### Problem
Could you rewrite everything from the start of the data down to and including the line containing "point(119, 123)" as a JSON list of strings, one string per line, with any blank lines left out?

— begin Recorded information —

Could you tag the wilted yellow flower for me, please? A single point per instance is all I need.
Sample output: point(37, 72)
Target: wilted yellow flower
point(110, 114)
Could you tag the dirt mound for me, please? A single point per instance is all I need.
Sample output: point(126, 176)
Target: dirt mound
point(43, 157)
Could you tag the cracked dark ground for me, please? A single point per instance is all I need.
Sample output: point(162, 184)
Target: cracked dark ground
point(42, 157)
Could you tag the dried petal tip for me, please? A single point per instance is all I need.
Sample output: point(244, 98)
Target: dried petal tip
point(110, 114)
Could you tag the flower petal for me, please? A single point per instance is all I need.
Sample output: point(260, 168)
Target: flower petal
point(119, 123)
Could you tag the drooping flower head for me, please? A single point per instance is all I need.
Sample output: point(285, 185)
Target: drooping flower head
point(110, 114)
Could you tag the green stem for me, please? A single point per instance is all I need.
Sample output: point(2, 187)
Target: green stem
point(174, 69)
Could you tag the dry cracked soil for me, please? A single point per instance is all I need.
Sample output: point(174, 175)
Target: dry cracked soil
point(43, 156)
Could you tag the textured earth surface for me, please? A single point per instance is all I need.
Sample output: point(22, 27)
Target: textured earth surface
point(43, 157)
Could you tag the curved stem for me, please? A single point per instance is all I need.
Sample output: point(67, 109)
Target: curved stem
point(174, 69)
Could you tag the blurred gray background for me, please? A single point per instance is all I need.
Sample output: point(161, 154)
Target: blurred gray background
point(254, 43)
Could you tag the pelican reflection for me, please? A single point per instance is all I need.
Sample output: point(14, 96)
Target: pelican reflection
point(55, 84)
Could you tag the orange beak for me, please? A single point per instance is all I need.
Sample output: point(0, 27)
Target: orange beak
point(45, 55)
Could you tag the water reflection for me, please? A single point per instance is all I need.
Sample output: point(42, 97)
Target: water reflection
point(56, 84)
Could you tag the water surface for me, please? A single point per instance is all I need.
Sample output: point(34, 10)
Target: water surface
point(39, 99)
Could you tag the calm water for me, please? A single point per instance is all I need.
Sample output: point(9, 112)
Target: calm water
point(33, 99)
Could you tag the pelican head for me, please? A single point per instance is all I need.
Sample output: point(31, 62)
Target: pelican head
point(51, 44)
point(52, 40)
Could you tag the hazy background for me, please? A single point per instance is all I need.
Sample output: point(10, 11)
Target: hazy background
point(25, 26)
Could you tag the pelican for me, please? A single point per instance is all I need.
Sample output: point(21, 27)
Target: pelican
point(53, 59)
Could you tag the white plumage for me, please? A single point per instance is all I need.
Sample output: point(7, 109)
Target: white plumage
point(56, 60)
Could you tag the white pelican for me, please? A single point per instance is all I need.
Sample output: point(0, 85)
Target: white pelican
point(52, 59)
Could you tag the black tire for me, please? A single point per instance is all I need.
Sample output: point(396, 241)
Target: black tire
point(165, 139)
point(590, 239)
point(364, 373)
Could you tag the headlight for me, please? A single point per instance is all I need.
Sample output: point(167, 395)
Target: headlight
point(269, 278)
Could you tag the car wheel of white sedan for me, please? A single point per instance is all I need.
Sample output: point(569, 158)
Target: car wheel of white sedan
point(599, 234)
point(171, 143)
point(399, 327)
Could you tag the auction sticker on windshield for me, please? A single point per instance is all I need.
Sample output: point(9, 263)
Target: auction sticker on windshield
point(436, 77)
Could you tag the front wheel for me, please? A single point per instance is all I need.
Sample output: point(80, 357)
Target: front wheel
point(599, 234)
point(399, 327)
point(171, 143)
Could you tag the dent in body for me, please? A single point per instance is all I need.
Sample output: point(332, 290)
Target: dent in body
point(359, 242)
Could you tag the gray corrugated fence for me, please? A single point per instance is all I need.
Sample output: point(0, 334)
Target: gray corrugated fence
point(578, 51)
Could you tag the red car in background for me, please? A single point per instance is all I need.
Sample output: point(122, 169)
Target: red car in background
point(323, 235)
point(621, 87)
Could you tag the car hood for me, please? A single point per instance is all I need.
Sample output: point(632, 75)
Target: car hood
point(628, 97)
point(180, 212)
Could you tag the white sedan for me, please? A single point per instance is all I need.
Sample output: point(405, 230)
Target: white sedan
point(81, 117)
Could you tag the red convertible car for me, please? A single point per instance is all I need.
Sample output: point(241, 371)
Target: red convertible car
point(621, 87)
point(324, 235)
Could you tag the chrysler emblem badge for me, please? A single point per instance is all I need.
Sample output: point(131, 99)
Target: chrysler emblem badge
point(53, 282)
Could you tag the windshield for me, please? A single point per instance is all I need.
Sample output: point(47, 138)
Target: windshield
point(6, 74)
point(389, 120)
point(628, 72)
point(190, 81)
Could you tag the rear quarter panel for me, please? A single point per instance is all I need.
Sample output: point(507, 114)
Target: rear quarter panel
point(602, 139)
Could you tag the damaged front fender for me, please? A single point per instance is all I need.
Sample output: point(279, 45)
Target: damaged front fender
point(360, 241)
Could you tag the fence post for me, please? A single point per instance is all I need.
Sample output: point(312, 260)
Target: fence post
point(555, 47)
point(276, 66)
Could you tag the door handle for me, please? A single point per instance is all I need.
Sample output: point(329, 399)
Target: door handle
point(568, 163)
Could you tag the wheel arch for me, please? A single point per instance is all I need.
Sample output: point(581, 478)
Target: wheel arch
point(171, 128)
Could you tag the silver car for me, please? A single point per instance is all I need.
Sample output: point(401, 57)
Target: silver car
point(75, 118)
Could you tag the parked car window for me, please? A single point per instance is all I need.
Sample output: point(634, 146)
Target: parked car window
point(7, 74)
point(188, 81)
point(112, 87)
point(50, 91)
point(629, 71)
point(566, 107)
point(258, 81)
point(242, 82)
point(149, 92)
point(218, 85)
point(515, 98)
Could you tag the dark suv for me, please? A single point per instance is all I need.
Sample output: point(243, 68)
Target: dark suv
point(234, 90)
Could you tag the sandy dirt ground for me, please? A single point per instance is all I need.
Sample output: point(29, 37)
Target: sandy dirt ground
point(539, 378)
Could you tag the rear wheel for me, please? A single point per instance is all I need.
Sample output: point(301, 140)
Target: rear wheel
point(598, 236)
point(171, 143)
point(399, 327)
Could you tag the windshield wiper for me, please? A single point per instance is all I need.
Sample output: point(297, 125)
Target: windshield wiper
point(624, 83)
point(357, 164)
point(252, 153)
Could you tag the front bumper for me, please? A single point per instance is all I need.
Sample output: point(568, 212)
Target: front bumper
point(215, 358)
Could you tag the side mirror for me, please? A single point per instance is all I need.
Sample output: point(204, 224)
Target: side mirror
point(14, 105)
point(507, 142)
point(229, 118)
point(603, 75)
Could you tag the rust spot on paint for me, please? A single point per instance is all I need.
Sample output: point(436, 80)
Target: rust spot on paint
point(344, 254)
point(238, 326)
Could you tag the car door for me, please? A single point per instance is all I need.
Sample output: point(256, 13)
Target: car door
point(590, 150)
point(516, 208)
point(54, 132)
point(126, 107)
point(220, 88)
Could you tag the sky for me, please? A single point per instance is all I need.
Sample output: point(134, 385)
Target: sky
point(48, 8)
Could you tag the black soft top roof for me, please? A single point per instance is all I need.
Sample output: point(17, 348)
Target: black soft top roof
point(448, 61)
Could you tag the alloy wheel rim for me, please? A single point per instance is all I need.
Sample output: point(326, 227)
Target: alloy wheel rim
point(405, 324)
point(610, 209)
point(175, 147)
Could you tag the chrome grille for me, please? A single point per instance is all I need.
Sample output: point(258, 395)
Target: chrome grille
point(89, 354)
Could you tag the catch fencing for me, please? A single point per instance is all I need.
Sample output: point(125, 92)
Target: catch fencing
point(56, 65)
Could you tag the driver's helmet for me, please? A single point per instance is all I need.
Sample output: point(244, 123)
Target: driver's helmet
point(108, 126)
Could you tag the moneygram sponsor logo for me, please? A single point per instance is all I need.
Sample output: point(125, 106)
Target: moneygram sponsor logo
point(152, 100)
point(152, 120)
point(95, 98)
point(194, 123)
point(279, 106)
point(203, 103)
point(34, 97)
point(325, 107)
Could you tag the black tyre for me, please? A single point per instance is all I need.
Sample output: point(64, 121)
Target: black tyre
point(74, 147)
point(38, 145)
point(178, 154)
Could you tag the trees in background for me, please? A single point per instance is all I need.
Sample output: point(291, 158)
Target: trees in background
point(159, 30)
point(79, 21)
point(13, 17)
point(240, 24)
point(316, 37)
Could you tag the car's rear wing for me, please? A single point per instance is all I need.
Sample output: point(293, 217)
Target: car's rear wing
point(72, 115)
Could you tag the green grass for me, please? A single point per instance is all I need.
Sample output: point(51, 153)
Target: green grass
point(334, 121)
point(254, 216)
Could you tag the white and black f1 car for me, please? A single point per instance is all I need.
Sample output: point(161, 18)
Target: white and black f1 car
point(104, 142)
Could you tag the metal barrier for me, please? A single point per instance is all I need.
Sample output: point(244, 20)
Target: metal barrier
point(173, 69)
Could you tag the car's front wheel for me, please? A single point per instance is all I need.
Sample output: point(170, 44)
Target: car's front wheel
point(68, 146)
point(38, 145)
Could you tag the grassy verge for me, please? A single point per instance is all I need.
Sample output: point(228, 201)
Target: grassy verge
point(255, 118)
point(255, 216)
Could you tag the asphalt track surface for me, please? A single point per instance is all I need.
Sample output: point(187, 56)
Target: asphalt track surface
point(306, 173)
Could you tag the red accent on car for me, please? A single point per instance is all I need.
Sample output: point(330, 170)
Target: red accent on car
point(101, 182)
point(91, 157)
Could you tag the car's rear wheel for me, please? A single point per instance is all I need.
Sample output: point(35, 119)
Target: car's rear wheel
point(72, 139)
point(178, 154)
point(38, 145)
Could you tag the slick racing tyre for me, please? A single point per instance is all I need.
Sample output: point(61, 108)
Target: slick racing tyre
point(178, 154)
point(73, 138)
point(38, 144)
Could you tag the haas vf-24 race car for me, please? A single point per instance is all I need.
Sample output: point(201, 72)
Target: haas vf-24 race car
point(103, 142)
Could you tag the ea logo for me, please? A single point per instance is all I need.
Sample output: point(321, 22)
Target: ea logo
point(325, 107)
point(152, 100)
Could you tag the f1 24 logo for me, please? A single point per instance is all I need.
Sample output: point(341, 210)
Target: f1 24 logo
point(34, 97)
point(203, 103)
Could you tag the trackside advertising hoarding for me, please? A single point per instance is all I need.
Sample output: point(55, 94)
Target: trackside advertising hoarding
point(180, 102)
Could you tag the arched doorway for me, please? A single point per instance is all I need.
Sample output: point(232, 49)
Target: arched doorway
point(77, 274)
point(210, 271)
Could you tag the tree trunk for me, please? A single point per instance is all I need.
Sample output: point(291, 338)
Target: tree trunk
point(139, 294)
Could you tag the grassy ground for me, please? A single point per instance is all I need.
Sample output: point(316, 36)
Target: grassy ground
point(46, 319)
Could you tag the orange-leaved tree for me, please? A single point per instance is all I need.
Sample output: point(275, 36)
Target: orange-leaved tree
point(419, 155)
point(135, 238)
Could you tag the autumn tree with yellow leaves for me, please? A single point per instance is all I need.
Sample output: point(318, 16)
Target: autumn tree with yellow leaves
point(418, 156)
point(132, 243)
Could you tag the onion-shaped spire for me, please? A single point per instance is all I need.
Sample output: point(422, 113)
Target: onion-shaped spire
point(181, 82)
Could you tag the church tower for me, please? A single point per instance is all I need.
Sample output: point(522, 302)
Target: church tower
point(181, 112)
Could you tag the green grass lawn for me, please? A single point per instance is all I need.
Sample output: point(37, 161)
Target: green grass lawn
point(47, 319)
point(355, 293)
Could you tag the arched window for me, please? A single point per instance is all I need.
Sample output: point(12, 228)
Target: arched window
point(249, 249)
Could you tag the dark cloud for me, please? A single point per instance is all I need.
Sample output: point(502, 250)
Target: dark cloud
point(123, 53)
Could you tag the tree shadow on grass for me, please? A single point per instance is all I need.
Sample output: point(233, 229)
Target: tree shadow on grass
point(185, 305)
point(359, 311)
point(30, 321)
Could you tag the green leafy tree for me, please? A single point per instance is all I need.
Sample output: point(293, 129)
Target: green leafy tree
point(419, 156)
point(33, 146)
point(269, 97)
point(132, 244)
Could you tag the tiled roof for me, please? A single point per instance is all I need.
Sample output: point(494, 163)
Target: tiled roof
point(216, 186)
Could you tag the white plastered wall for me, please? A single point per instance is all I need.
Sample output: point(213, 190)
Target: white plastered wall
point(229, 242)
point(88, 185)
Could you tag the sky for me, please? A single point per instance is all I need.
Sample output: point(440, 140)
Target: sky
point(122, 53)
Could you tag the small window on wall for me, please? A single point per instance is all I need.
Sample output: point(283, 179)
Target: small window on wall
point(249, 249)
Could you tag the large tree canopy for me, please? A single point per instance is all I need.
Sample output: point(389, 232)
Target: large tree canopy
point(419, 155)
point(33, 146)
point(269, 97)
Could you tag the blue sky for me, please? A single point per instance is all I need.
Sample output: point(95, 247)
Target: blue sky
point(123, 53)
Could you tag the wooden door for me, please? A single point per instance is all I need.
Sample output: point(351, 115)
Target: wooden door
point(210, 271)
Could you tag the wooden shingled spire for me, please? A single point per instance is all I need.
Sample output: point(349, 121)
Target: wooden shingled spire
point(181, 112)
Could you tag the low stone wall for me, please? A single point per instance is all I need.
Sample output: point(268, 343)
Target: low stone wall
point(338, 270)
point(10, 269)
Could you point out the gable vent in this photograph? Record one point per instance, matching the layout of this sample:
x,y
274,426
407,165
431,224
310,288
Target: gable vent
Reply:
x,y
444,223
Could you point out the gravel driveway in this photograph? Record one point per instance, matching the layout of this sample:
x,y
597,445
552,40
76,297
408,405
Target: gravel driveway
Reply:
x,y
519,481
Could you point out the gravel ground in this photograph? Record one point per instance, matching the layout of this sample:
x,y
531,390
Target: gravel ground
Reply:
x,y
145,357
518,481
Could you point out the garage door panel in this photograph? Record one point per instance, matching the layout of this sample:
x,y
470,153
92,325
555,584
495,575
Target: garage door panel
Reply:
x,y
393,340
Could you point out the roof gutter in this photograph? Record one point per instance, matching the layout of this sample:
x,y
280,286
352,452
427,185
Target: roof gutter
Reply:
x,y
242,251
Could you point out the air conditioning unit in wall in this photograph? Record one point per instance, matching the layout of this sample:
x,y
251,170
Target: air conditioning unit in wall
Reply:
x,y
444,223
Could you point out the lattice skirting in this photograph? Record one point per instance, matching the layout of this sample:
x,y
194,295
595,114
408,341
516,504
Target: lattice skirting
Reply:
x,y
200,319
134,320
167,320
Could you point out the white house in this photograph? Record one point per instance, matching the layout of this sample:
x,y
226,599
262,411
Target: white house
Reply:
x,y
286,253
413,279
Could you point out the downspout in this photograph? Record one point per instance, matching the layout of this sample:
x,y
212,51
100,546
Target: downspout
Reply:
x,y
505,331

— end Recorded information —

### Response to this exercise
[
  "Could you tag the wilted yellow flower for me, please? A single point per instance is all I need.",
  "Sample output: point(37, 72)",
  "Target: wilted yellow flower",
  "point(110, 114)",
  "Could you tag the dirt mound for me, please? A single point per instance is all I need.",
  "Sample output: point(126, 176)",
  "Target: dirt mound",
  "point(43, 157)",
  "Could you tag the cracked dark ground for me, please? A single point per instance is all I need.",
  "Sample output: point(162, 184)",
  "Target: cracked dark ground",
  "point(42, 157)",
  "Could you tag the dried petal tip for me, please? A single point per instance is all I need.",
  "Sample output: point(244, 98)",
  "Target: dried petal tip",
  "point(110, 114)",
  "Could you tag the flower petal for me, please? A single point per instance is all I need.",
  "Sample output: point(260, 168)",
  "Target: flower petal",
  "point(119, 123)"
]